[Required tasks]:
**a)** Write out the passage of the forum thread on awk that begins at the words "The target data" and stops after the words "the camera used.".
**b)** Answer these questions from the forum thread on awk:
(i) On what date was the original post made?
(ii) What character separates the filename from the tag count in the target data structure?
(iii) In the desired output, what tag count is given for dcim_14275.jpg?

PDA

View Full Version : Help from AWK experts requested



patmagee1024
May 9th, 2011, 07:51 PM
I have a file that contains rows of data structured like this:

dsc001.jpg,california
dsc001.jpg,bob
dsc001.jpg,betty
dcim_14275.jpg,skating
dcim_14275.jpg,kids
etc.

I am trying to use awk (or bash scripting) to make the data look like this:

dsc001.jpg;3;california,bob,betty
dcim_14275.jpg;2;skating,kids

The target data structure is
filename;tag-count;tag1,tag2,tag3,etc

The tag count is variable and the filenames are not a consistent pattern (random even?) based on the camera used.

Is there someone familiar with awk or even bash scripting that would mind showing me a complete way of accomplishing this? I have some scripting ability and know enough about awk to get the data into an array but have hit a block and can't figure out how or where to go from here.

[Rows]:
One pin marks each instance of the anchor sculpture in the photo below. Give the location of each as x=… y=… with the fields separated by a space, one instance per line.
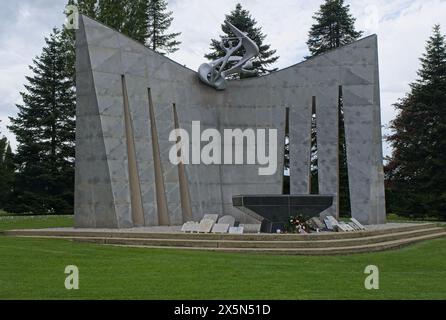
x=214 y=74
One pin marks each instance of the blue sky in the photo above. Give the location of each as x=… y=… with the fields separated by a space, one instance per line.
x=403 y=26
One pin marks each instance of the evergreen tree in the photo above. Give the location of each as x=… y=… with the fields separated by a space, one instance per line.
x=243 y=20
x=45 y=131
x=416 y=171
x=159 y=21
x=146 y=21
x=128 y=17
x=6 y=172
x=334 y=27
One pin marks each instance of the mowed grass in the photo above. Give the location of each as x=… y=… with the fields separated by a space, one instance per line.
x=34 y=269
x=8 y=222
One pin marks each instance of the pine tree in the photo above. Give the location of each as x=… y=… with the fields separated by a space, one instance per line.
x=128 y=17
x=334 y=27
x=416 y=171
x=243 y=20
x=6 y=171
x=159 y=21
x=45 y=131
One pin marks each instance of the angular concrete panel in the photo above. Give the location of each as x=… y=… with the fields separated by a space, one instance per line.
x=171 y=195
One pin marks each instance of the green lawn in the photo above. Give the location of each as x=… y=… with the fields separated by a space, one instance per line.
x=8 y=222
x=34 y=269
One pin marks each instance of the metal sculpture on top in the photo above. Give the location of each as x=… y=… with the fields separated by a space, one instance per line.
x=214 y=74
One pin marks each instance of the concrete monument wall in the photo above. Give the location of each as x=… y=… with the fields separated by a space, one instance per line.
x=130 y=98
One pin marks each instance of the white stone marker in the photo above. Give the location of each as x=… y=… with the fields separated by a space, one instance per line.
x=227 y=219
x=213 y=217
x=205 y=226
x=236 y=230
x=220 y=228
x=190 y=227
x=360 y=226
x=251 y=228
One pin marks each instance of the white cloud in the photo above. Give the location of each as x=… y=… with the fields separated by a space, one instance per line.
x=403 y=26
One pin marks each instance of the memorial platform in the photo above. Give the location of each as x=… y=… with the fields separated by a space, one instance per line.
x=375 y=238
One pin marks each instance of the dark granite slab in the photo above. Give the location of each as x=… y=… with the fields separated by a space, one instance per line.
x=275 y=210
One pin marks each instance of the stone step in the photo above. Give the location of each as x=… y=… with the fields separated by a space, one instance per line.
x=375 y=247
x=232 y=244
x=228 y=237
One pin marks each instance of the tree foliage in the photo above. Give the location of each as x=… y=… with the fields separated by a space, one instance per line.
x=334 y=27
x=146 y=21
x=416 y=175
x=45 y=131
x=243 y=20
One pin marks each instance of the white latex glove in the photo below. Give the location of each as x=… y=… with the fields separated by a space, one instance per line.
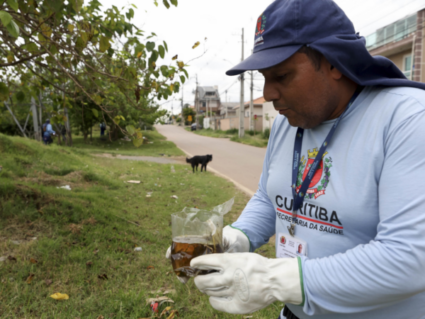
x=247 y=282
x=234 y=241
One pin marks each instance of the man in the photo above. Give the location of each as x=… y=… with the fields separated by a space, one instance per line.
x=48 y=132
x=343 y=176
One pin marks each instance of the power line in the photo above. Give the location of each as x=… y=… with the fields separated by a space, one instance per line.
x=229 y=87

...

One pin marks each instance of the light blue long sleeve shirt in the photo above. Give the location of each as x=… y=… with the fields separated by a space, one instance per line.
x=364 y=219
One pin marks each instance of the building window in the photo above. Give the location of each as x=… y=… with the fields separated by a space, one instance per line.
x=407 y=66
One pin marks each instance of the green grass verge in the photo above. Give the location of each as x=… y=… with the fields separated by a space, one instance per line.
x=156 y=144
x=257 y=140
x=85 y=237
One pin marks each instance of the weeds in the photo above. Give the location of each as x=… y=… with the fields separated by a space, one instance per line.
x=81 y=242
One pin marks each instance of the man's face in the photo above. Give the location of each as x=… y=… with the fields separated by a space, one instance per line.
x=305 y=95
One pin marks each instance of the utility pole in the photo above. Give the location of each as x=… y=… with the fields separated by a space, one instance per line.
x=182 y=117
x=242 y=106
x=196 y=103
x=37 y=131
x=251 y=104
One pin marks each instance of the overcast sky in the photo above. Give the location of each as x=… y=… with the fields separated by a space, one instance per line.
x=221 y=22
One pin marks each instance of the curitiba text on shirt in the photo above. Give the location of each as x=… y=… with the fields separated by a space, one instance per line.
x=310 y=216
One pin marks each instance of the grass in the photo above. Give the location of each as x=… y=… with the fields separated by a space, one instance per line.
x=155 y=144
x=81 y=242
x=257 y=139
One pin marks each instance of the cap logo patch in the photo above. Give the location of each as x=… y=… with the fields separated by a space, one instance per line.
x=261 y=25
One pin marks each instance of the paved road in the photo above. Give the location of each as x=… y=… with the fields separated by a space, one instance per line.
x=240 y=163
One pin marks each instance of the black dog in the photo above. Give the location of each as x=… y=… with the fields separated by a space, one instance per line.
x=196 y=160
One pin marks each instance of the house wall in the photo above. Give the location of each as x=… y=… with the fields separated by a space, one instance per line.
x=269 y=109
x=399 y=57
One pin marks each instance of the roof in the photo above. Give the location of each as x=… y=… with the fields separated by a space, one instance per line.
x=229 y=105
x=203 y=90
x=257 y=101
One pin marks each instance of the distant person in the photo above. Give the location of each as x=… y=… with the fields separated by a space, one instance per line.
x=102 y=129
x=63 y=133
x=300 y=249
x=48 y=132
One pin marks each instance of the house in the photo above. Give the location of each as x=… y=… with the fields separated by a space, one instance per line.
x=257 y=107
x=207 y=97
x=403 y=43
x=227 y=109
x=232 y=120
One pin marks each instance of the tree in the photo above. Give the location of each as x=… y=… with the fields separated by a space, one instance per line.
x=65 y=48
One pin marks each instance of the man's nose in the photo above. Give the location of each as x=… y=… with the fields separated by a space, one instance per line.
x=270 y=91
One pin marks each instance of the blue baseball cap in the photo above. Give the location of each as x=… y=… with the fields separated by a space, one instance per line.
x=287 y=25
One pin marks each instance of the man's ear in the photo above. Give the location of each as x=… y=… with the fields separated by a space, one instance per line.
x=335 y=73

--

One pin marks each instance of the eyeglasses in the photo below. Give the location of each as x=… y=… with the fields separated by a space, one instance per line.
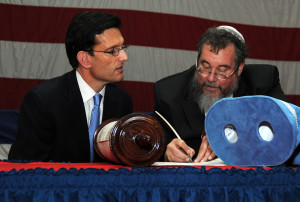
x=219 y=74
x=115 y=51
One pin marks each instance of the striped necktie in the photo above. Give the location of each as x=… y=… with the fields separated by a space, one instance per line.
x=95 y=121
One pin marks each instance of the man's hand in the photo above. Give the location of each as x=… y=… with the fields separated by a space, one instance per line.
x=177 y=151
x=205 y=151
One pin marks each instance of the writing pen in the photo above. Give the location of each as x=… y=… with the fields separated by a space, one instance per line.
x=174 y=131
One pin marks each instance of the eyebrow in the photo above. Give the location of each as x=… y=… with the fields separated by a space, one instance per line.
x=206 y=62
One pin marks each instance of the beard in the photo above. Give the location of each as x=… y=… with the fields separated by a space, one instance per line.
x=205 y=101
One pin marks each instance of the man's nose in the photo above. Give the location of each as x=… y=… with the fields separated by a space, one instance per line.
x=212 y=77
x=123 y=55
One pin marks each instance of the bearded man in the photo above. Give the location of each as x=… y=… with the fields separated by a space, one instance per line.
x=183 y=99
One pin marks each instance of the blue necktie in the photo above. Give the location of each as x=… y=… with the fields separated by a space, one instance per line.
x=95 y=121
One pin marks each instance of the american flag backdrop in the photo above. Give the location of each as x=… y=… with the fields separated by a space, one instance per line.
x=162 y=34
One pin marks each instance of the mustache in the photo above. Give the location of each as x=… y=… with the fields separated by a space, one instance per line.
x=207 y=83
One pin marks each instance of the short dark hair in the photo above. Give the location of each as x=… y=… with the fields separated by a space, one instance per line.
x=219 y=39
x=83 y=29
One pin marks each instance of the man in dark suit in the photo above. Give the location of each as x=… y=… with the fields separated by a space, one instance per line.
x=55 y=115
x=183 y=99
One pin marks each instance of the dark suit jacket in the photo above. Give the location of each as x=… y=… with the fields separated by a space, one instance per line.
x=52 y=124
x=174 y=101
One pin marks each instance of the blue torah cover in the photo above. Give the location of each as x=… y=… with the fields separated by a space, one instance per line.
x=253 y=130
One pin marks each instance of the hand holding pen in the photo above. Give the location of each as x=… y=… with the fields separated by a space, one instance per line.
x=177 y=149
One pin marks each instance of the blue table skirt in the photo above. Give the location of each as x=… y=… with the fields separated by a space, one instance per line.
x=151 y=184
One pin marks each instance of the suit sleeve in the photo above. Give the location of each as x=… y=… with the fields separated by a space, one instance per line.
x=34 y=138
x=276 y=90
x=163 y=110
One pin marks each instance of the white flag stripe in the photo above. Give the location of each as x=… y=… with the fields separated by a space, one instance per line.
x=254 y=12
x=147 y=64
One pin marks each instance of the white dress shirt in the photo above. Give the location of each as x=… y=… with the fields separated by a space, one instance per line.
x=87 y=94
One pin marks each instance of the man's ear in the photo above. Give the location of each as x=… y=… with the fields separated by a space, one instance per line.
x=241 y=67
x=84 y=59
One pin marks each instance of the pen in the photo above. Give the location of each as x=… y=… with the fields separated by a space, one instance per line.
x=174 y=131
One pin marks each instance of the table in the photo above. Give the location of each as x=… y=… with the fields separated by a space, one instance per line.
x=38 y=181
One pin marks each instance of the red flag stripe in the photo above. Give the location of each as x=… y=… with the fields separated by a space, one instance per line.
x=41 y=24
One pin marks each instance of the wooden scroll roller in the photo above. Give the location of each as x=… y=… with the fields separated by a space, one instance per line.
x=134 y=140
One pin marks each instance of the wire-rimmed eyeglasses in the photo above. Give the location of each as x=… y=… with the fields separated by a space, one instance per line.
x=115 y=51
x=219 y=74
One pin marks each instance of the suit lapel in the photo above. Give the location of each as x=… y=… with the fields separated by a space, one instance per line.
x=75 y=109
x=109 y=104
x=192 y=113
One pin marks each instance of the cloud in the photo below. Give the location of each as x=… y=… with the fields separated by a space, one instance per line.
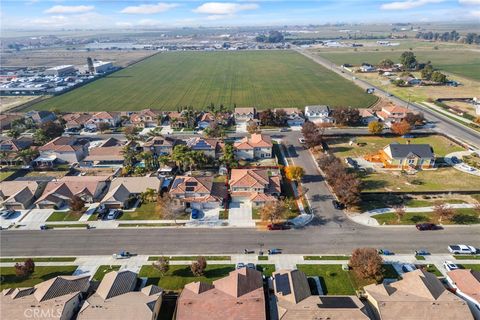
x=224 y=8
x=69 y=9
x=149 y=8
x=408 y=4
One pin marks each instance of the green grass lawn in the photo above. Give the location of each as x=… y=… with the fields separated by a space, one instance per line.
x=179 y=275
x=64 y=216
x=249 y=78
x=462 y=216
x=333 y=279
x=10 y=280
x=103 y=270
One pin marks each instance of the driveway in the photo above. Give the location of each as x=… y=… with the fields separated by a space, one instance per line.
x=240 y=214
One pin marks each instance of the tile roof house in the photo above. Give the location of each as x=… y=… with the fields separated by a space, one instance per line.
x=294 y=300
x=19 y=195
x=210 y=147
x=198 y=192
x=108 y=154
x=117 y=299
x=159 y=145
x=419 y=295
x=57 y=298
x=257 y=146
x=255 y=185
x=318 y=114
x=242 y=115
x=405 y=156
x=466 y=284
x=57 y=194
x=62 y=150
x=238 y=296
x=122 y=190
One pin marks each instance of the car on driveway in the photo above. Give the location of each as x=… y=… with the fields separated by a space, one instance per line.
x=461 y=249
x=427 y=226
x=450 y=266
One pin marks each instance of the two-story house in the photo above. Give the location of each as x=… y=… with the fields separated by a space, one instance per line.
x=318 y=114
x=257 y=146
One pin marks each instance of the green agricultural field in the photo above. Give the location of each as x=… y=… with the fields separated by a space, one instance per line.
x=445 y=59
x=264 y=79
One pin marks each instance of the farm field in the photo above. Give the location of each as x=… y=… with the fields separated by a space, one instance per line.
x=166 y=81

[Full solutions]:
**a)**
The target data structure is
filename;tag-count;tag1,tag2,tag3,etc

The tag count is variable and the filenames are not a consistent pattern (random even?) based on the camera used.

**b)**
(i) May 9th, 2011
(ii) A semicolon
(iii) 2